### OBJECTIVE:
Rescale the items below from their start up to and including the line with "<point>601,198</point>", and give those lines again with the requests included. Multiply each coordinate in the answers by 2.25, rounding to whole numbers with halves rounded up.

--- Start of RECORD SET ---

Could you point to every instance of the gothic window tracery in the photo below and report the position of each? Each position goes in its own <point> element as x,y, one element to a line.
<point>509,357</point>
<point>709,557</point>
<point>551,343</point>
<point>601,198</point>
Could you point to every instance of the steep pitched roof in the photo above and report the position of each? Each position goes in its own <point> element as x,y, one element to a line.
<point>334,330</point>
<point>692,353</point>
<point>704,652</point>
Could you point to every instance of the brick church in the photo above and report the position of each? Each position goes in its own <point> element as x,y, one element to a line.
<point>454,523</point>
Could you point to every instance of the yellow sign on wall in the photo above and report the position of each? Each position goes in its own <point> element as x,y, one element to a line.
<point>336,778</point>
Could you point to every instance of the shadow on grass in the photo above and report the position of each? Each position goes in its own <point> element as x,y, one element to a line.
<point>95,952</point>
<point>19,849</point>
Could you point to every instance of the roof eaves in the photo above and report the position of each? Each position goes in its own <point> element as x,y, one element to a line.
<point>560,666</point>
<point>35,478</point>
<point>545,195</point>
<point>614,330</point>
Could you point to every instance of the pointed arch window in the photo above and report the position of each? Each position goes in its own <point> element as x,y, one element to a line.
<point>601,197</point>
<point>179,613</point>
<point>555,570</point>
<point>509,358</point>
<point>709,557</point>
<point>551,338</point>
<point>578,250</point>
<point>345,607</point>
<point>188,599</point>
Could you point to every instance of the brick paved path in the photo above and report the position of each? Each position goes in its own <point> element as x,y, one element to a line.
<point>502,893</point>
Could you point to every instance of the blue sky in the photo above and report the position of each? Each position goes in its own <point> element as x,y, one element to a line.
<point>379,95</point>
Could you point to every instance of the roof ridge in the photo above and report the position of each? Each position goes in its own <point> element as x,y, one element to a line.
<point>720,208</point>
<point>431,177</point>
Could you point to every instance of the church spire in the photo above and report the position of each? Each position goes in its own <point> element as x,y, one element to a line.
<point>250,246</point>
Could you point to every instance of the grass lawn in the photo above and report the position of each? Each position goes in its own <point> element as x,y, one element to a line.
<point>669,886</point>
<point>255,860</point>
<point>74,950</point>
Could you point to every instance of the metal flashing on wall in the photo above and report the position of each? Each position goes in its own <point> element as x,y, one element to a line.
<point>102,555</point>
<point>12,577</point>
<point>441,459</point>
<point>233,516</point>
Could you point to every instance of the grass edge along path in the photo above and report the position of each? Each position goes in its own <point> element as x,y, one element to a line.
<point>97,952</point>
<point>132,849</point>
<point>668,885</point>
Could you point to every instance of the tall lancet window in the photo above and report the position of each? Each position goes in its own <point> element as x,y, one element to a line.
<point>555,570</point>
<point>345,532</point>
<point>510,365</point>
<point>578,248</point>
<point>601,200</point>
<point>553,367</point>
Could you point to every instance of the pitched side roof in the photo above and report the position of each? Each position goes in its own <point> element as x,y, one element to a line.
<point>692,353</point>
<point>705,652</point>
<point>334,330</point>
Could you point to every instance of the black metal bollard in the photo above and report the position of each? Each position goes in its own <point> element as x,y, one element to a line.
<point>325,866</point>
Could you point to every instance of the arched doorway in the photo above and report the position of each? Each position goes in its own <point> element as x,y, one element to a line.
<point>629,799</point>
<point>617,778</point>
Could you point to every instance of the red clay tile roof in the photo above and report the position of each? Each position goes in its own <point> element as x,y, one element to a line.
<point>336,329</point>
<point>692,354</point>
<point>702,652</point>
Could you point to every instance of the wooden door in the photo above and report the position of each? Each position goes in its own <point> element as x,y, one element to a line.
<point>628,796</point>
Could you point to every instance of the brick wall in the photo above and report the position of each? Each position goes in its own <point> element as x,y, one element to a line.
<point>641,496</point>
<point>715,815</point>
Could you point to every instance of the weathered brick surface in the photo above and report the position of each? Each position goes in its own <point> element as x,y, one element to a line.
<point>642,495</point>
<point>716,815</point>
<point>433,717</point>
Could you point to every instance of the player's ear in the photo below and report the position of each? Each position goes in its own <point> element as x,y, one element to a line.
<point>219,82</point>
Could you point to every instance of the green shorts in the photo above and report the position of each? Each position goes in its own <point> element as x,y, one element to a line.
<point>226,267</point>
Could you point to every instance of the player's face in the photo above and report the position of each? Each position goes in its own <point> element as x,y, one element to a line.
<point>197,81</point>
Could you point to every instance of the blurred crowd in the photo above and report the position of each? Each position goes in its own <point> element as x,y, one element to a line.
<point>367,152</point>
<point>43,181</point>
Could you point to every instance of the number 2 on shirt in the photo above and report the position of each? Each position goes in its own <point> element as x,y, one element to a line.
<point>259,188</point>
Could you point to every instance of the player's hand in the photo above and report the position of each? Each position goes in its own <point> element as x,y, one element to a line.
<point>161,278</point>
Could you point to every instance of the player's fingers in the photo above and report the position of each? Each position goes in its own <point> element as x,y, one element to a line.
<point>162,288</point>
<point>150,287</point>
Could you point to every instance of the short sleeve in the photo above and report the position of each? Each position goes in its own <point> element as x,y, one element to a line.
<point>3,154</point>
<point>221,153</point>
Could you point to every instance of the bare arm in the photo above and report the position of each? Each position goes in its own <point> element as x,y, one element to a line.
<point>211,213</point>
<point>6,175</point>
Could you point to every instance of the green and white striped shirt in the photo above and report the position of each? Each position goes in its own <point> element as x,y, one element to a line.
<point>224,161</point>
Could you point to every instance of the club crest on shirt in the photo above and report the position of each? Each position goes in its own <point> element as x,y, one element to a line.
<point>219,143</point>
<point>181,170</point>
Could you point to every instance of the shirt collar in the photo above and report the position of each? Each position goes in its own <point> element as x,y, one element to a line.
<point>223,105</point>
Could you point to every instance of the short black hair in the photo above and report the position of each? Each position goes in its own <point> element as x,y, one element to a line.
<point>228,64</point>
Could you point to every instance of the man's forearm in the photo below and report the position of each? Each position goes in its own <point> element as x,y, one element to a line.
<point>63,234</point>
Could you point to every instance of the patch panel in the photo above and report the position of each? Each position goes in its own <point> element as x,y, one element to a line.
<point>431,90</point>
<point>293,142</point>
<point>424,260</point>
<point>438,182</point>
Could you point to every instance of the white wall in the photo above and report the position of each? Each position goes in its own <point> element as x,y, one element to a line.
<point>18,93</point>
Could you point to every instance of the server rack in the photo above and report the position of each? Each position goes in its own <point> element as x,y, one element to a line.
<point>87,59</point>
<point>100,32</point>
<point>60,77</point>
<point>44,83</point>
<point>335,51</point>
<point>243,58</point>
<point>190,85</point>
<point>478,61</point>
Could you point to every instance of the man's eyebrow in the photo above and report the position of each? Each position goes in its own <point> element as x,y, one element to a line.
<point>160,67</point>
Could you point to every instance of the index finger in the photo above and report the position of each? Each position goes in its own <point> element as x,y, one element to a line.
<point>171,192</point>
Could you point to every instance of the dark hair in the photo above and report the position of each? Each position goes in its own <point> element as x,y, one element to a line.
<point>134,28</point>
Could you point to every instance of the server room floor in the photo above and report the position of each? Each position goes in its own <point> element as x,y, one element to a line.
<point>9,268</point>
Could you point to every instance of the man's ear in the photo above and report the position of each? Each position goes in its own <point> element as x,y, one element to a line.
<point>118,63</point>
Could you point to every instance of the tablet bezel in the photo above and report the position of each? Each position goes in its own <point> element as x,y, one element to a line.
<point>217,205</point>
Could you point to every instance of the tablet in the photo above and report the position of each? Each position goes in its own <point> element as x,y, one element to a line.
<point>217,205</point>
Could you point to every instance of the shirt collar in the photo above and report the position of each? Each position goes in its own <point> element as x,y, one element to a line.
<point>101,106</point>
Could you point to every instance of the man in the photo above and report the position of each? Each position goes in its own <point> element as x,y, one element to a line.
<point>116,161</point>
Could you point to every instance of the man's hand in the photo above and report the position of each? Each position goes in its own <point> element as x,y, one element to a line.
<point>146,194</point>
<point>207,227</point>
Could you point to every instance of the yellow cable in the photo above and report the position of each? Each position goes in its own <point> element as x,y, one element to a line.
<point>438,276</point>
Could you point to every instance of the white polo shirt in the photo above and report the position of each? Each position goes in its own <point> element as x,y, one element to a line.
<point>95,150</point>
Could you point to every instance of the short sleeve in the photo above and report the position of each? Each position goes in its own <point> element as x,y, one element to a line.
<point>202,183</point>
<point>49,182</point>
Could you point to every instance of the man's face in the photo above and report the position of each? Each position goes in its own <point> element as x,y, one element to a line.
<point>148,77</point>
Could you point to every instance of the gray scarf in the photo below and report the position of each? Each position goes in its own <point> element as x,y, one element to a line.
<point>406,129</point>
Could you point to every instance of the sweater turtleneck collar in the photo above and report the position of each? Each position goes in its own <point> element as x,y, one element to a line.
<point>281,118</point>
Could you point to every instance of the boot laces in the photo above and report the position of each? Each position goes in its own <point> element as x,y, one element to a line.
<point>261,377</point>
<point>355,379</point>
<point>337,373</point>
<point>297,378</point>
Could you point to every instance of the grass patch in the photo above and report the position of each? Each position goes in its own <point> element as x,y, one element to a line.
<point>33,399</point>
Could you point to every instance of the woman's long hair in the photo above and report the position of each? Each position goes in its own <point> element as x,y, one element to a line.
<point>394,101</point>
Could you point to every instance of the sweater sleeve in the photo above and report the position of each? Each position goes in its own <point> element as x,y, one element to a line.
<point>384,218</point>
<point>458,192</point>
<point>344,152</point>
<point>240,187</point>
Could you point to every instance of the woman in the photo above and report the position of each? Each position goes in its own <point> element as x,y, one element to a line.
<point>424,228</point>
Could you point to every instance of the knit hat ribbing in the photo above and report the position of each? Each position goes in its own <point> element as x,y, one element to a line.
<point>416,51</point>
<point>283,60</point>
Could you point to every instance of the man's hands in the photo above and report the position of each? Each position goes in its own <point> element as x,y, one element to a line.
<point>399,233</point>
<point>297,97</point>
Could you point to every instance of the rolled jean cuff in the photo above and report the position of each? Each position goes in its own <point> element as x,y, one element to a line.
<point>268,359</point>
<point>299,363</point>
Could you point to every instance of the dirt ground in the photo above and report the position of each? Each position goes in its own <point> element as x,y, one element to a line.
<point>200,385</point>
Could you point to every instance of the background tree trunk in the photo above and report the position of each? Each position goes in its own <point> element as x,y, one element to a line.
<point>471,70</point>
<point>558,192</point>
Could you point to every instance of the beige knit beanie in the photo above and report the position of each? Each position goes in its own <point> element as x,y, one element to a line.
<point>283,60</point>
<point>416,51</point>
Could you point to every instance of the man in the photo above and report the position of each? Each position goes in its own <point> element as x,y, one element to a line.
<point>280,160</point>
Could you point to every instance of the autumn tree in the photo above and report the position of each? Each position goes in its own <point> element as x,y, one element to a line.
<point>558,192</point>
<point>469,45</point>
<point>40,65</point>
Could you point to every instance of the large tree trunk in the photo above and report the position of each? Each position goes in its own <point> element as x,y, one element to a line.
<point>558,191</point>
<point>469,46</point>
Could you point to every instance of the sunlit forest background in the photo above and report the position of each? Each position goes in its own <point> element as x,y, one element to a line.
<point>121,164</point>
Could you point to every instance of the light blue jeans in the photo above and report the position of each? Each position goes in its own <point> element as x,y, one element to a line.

--- End of RECORD SET ---

### THE RESPONSE:
Could you point to every instance of the gothic window tracery in the photo below and report the position of each? Each position goes in its own <point> element as x,y, one element to a line.
<point>1145,803</point>
<point>1595,1253</point>
<point>1240,772</point>
<point>1352,446</point>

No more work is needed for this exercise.